SUPPLIED DATA:
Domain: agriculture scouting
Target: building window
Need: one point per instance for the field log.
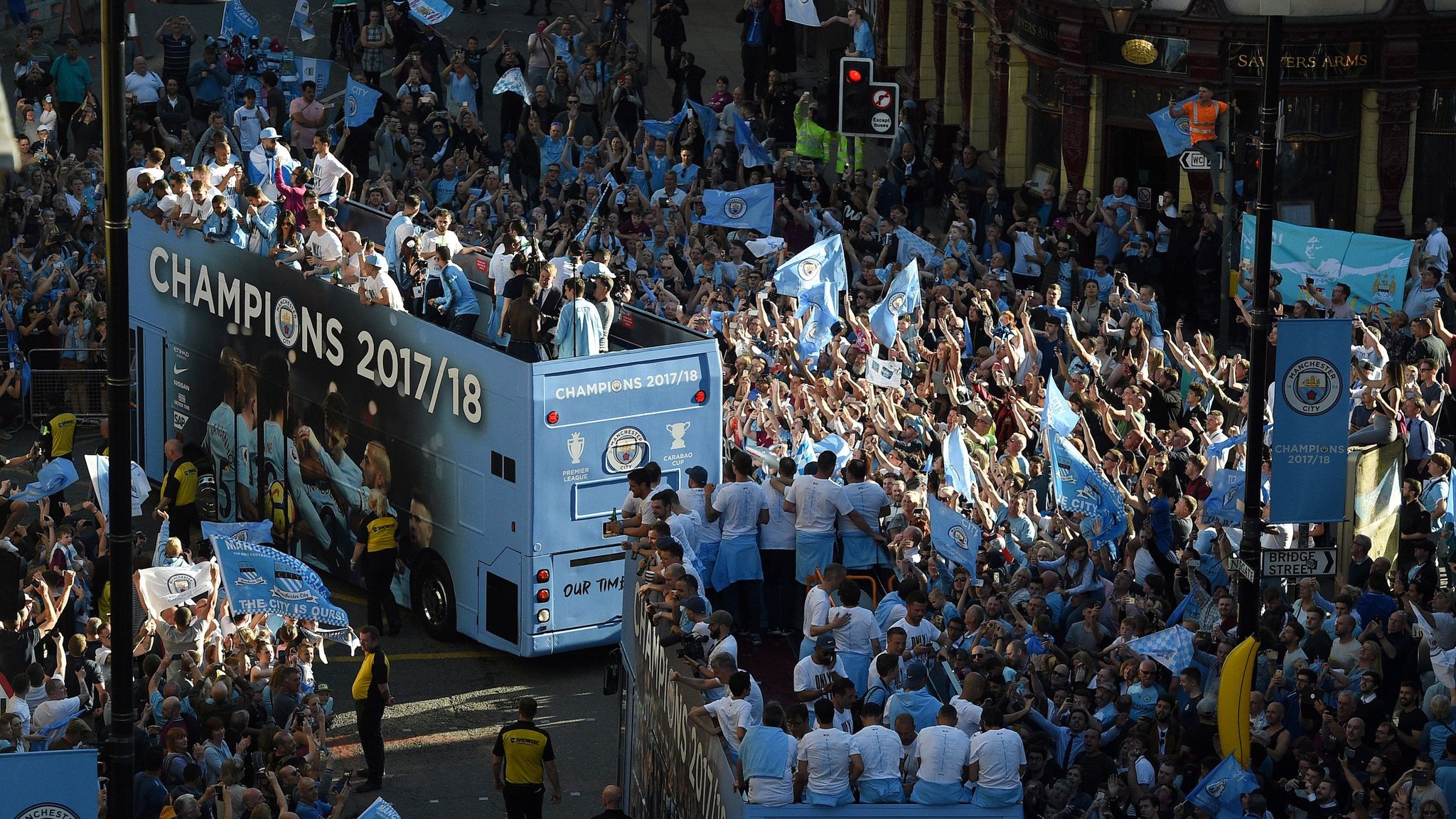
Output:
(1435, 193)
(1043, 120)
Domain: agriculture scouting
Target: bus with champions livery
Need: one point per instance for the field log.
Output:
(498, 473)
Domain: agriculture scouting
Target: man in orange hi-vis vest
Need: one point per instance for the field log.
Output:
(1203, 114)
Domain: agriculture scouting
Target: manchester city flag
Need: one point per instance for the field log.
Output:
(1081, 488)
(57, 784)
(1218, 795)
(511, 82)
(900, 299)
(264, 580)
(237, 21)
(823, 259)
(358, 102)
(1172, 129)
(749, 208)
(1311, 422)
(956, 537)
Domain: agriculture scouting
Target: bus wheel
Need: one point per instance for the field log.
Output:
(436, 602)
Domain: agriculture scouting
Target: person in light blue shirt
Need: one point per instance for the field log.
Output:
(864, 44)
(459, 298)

AIM: Reproduce every one of the records above line for line, leaving out the pictures.

FINISHED TASK:
Domain: agriculture scouting
Target: building window
Need: one point per instance for the field log.
Output:
(1435, 193)
(1043, 120)
Domain: agriculture scouting
Target: bus with champions livery
Need: one point per instance for the field log.
Output:
(498, 473)
Domain: agriculture scouting
Target: man in orange hi-vis vest
Need: one point per instance for the field log.
Output:
(1203, 114)
Domain: agriculture scouting
Target: manchester city flag
Need: one point per instance for the field log.
Output:
(1081, 488)
(57, 784)
(1218, 795)
(511, 82)
(900, 299)
(264, 580)
(237, 21)
(823, 259)
(358, 102)
(1172, 129)
(749, 208)
(1311, 422)
(956, 537)
Domain: agriculture scouting
Target: bus wheel
Need: one point per instance for the field log.
Output:
(436, 602)
Domain: agriculture scouting
Target: person in light blue shirt
Need: one point per instance for the field log.
Output:
(864, 44)
(459, 298)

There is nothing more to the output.